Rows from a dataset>
....................
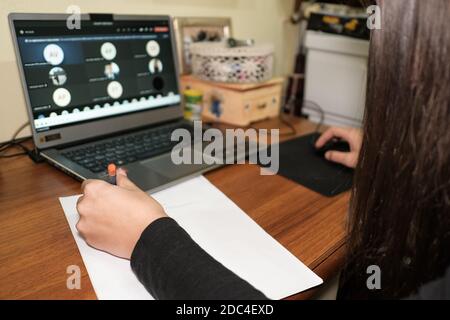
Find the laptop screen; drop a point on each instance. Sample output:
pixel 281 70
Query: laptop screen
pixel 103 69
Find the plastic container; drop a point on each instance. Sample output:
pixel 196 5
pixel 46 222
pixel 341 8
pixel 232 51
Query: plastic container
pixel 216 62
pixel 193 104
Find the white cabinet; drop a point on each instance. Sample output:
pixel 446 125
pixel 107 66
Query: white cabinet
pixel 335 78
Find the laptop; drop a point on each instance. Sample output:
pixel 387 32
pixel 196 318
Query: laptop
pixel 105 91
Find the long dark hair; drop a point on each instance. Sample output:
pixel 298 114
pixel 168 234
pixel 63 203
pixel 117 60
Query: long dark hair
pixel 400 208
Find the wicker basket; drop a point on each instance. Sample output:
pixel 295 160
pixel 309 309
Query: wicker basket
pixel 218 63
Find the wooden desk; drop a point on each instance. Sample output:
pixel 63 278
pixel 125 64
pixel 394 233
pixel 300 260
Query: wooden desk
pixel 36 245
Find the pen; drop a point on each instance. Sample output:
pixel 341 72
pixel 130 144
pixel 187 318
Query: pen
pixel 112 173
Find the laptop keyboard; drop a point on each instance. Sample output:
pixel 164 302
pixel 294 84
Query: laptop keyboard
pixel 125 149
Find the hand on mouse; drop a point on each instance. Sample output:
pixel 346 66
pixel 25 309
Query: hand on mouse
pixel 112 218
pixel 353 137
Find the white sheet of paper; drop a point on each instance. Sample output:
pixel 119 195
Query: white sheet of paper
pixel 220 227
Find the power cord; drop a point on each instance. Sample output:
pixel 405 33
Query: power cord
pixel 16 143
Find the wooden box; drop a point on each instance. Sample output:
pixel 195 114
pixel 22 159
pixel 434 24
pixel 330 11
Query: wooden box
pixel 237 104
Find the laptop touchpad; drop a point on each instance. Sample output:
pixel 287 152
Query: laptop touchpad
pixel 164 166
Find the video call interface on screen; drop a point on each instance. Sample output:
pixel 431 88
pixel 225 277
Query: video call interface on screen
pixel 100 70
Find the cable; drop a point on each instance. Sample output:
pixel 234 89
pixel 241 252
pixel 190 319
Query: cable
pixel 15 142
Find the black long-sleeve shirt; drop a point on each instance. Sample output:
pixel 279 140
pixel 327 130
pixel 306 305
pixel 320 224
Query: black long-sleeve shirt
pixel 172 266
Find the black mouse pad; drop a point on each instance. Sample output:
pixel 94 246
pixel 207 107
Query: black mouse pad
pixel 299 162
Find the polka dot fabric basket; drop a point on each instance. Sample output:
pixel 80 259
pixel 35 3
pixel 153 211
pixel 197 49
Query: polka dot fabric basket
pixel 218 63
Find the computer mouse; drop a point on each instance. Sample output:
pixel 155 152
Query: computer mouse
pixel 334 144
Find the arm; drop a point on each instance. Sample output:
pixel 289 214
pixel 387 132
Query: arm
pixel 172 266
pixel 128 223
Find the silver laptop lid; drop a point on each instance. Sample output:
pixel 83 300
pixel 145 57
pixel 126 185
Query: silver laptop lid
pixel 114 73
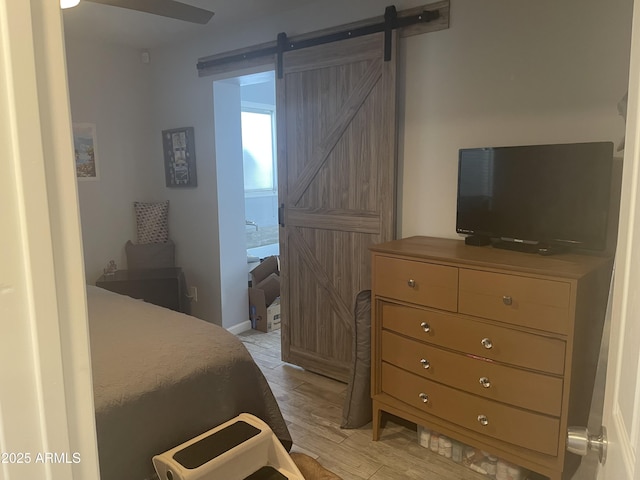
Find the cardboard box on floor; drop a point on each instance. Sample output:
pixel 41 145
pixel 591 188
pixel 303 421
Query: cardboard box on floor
....................
PROBLEM STATEMENT> Reproduce the lines from the one with "Find the black mouse" up to and including the one with "pixel 334 144", requests included. Scale each answer's point coordinates by 0.85 and round to whole numbers, halves up. Leave the requests and their sample points unchanged.

COMPLETE RESPONSE>
Find the black mouse pad; drop a point on each instance. Sample output:
pixel 94 246
pixel 207 107
Query: black mouse pad
pixel 254 138
Find the polka dot fabric basket; drop a point on each instance. Sample output:
pixel 80 259
pixel 35 3
pixel 153 211
pixel 197 49
Query: polka dot fabric basket
pixel 185 54
Find the computer mouse; drop a point on each instance. Sample output:
pixel 155 152
Query: computer mouse
pixel 284 122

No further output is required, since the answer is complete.